Can you rewrite the rows below, changing every "Identify" to "Locate" and leaving everything else the same?
= = = = =
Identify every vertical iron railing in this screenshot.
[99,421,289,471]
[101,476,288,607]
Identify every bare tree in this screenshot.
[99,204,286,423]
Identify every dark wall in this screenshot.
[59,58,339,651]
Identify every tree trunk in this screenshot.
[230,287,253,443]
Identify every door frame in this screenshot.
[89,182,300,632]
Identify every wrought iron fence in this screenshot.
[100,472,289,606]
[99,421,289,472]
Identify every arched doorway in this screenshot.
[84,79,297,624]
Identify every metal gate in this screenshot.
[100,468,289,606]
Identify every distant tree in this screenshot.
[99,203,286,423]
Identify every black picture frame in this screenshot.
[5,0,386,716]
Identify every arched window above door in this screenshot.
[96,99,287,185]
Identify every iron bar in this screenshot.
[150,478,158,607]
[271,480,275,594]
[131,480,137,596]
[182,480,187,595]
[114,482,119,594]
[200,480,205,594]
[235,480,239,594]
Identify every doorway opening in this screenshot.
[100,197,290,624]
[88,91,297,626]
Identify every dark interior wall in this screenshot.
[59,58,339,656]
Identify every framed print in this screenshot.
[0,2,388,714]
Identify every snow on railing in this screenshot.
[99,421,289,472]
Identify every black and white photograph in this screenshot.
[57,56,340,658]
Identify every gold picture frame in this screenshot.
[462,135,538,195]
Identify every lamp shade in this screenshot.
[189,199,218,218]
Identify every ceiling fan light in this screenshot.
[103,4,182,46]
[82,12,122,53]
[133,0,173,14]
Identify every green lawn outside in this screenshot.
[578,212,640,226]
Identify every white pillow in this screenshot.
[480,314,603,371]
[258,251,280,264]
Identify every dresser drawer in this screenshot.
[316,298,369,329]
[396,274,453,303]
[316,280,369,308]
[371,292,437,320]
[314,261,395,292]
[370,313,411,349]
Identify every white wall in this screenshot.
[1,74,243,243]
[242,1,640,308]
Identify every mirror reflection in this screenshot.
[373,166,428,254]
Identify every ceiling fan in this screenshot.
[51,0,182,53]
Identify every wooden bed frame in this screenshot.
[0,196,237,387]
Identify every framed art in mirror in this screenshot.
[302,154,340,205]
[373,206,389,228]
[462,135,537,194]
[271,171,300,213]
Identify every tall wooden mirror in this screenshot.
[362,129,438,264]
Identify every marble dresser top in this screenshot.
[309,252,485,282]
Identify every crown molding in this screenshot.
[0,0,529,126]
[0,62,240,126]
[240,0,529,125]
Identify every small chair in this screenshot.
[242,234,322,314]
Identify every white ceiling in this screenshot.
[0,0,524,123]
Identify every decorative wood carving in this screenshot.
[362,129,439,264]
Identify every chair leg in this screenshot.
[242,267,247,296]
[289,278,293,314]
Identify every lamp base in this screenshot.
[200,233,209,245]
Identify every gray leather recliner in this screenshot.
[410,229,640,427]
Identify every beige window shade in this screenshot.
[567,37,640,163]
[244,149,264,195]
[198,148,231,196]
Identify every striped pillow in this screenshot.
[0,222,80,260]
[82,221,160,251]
= = = = =
EXPECTED ANSWER:
Locate every vertical iron railing in this screenshot.
[99,421,289,471]
[101,476,288,607]
Locate every bare tree in this screenshot.
[99,204,286,423]
Locate every dark wall in this screenshot.
[59,58,339,651]
Locate every tree trunk in this screenshot.
[230,287,253,443]
Locate every door frame in this screenshot.
[89,182,300,632]
Locate every wrought iron fence in this screenshot.
[100,472,289,606]
[99,421,289,472]
Locate every arched doorway in this screenshot.
[84,79,297,624]
Locate every metal gate in this screenshot.
[100,468,289,606]
Locate every distant tree in this screenshot.
[99,203,286,423]
Locate every black picture frame in this screenshot.
[5,0,386,716]
Locate every arched window above door in this screenshot.
[96,99,287,185]
Locate every iron bar in this screenshot.
[150,478,158,607]
[271,480,275,594]
[131,480,137,596]
[182,480,187,595]
[114,482,119,594]
[200,480,205,594]
[235,480,239,594]
Locate every doorway opening in this screenshot.
[100,197,290,624]
[88,91,297,626]
Locate every dark interior wall in this screenshot.
[59,58,339,656]
Locate every framed print in this screenshot.
[0,2,388,714]
Locate every snow on railing in this screenshot.
[99,421,289,472]
Locate every black and white photograph in this screenshot.
[57,56,340,658]
Locate every gold picture frame in this screenshot.
[462,135,538,195]
Locate every lamp shade in this screenshot.
[189,199,218,218]
Locate every ceiling fan light in this screenshot.
[103,4,182,46]
[82,12,122,53]
[133,0,173,14]
Locate every green lawn outside in this screenshot.
[578,212,640,226]
Locate every white pillow in this screenshot.
[480,314,603,371]
[258,251,280,264]
Locate every dresser drawer in this screenshot.
[316,298,369,329]
[396,274,453,303]
[316,280,369,308]
[371,292,437,320]
[314,261,395,292]
[370,313,411,349]
Locate every white wall in this screenshot.
[1,74,243,243]
[242,1,640,308]
Locate every mirror reflection in this screenshot.
[373,166,428,254]
Locate every ceiling fan in this screenshot.
[51,0,182,53]
Locate every wooden bed frame in this screenshot.
[0,196,237,387]
Locate every framed art in mirror in this screenshot.
[302,154,340,205]
[373,206,389,228]
[462,135,537,194]
[271,171,300,213]
Locate every tall wooden mirror in this screenshot.
[362,129,438,264]
Locate every marble dresser top in this screenshot.
[309,252,485,282]
Locate every crown molding in this screenshot.
[0,0,529,126]
[0,62,240,126]
[240,0,529,125]
Locate every small chair in this screenshot.
[242,234,322,314]
Locate every white ceiling in this screenshot.
[0,0,524,123]
Locate every decorative wood carving in this screenshot.
[362,129,439,264]
Locate every chair leg in this screenshot.
[242,267,247,296]
[289,278,293,314]
Locate every lamp base in this screenshot.
[200,233,209,245]
Locate every gray leather recliner in this screenshot.
[410,229,640,427]
Locate every beige window shade in this screenshot.
[567,37,640,163]
[244,149,264,195]
[198,148,231,196]
Locate every striped pillow in this screenshot.
[0,222,80,260]
[82,221,160,251]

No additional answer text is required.